Written problem — Reproduce the lines below word for word, omitting the pictures.

Extracted data lines:

◆ ◆ ◆ ◆ ◆

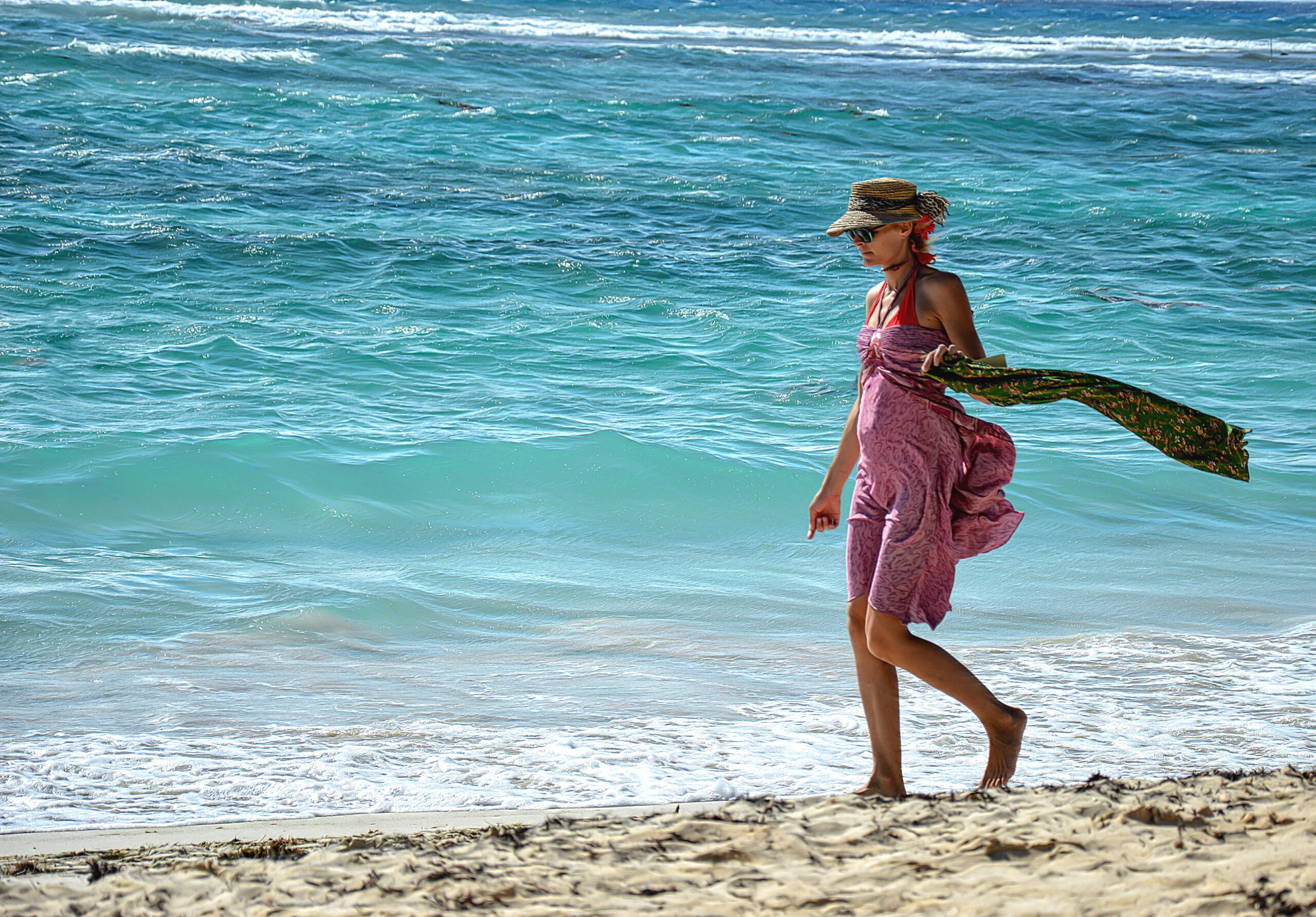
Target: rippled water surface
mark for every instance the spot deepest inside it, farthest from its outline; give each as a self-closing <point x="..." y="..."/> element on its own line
<point x="417" y="405"/>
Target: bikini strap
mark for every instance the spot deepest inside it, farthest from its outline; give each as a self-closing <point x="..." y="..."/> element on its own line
<point x="907" y="290"/>
<point x="907" y="314"/>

◆ ◆ ◆ ◆ ◆

Result —
Target: rippled water surface
mark for every instance the spot deepest inside it, farthest from its outline; give each as a self-closing <point x="..." y="..."/> element on its own line
<point x="417" y="405"/>
Target: bikini strap
mark for every instance the spot deepest inside it, farthest from its outline; give each as a self-closing <point x="..." y="..."/> element on its own line
<point x="907" y="290"/>
<point x="907" y="314"/>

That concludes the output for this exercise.